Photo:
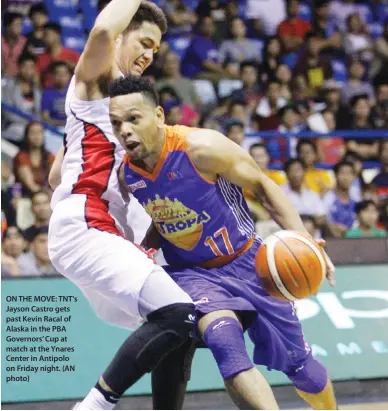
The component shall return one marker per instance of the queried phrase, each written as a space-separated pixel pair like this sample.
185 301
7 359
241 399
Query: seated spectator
304 200
293 30
317 180
311 65
42 212
310 225
367 217
259 153
13 244
379 112
172 77
380 184
355 86
35 44
357 42
284 76
339 205
53 98
202 59
361 119
178 113
239 48
37 261
33 162
271 59
250 92
12 43
55 52
180 18
23 93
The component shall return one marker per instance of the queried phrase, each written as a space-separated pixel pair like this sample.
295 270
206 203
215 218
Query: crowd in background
241 67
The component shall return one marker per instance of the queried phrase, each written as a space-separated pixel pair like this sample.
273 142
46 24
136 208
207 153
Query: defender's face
136 123
136 48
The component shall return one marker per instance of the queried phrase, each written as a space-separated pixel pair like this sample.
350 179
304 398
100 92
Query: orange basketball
290 265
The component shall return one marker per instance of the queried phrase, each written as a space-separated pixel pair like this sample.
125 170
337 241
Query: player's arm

# # # #

### Request
Tally the lines in the items above that contain the string "Query", and reply with only that number.

### Finished task
5